<<<<

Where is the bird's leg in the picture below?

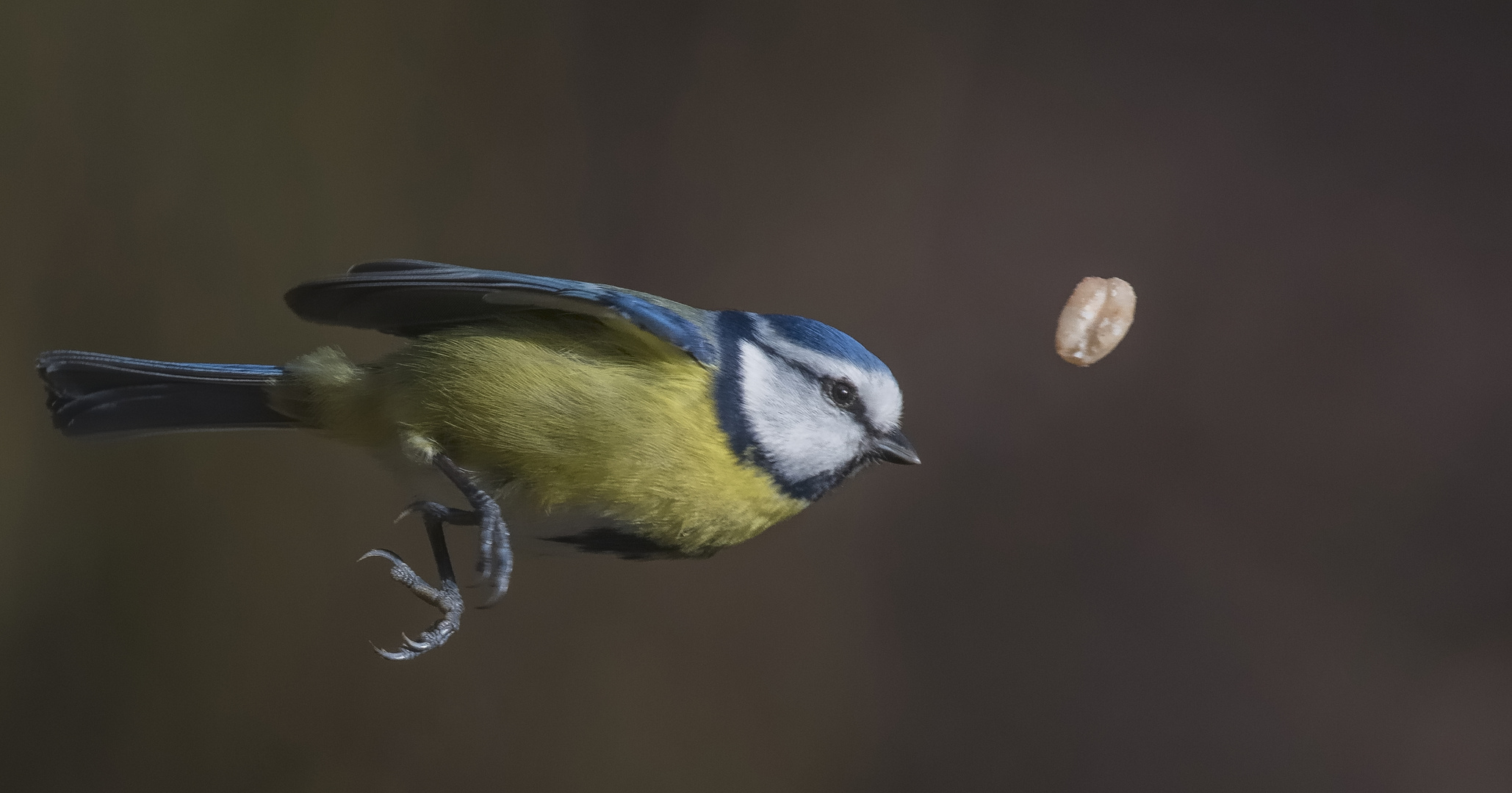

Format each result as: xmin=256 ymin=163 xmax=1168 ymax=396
xmin=436 ymin=455 xmax=514 ymax=609
xmin=363 ymin=455 xmax=514 ymax=660
xmin=359 ymin=501 xmax=463 ymax=660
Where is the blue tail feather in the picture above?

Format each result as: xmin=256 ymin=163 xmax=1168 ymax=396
xmin=36 ymin=350 xmax=298 ymax=435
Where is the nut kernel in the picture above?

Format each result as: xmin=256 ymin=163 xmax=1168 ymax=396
xmin=1055 ymin=278 xmax=1134 ymax=366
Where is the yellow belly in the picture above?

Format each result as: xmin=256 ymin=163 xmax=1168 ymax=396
xmin=278 ymin=317 xmax=807 ymax=556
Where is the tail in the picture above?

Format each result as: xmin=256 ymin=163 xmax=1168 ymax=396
xmin=36 ymin=350 xmax=298 ymax=435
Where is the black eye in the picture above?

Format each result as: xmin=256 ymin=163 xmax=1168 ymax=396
xmin=824 ymin=380 xmax=856 ymax=408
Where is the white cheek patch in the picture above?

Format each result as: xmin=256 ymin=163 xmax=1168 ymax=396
xmin=741 ymin=341 xmax=866 ymax=482
xmin=762 ymin=326 xmax=903 ymax=433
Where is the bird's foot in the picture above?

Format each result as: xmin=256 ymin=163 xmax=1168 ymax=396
xmin=399 ymin=494 xmax=514 ymax=609
xmin=478 ymin=507 xmax=514 ymax=609
xmin=359 ymin=548 xmax=463 ymax=660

>>>>

Please copy the items word for word, beginning at the line that contains "Where is the nut kernel in the picture above?" and stopping after the last line of the items.

§ IN RESPONSE:
Where is the nut kernel in the picture above?

Format each result as: xmin=256 ymin=163 xmax=1168 ymax=396
xmin=1055 ymin=278 xmax=1134 ymax=366
Where is the yellow belly in the picture above?

Format each result as: xmin=256 ymin=163 xmax=1168 ymax=396
xmin=278 ymin=317 xmax=807 ymax=556
Where is the tail in the picture above?

Format each result as: xmin=256 ymin=163 xmax=1168 ymax=396
xmin=36 ymin=350 xmax=298 ymax=435
Where is the black eye in the picture above?

Format each result as: xmin=256 ymin=163 xmax=1168 ymax=396
xmin=824 ymin=380 xmax=856 ymax=408
Where is the white cheek patch in the picture above?

Format each result as: xmin=256 ymin=163 xmax=1168 ymax=396
xmin=741 ymin=341 xmax=866 ymax=482
xmin=762 ymin=326 xmax=903 ymax=433
Where is the bird's foot in the picture above?

Format each result as: xmin=256 ymin=163 xmax=1168 ymax=396
xmin=399 ymin=494 xmax=514 ymax=609
xmin=478 ymin=507 xmax=514 ymax=609
xmin=359 ymin=548 xmax=463 ymax=660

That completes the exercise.